*** MATERIAL TO PROCESS Section Begins ***

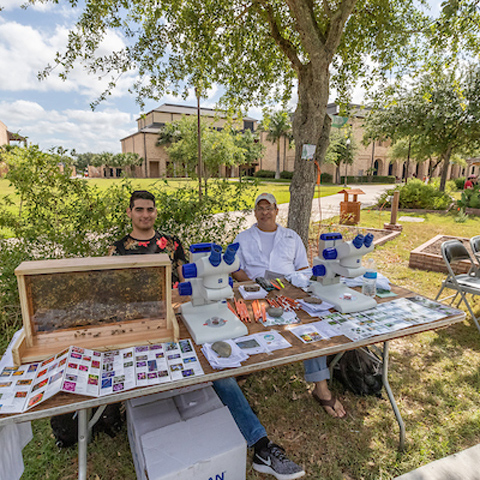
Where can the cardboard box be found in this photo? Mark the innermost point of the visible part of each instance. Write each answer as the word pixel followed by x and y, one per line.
pixel 209 446
pixel 143 419
pixel 197 402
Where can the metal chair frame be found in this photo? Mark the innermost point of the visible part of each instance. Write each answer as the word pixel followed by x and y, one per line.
pixel 475 246
pixel 454 251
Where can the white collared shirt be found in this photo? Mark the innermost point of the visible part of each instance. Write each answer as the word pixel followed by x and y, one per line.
pixel 287 255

*** MATERIAL TO PROCESS Section Ends ***

■ **PROBLEM REQUIREMENTS**:
Begin with the line that contains "Where can the metal" and print each line exactly until the data ends, including the last line.

■ **WRITTEN RESPONSE**:
Where can the metal chair frame be found in this photo? Mark the innermost point of the visible part of each instance. Write each answer as the word pixel followed by x and y, one per line.
pixel 475 246
pixel 454 251
Where can the white collared shirt be found in this photo? Mark the innermost point of the visible part of each instance. Write each answer as the word pixel followed by x and y, one per line.
pixel 287 255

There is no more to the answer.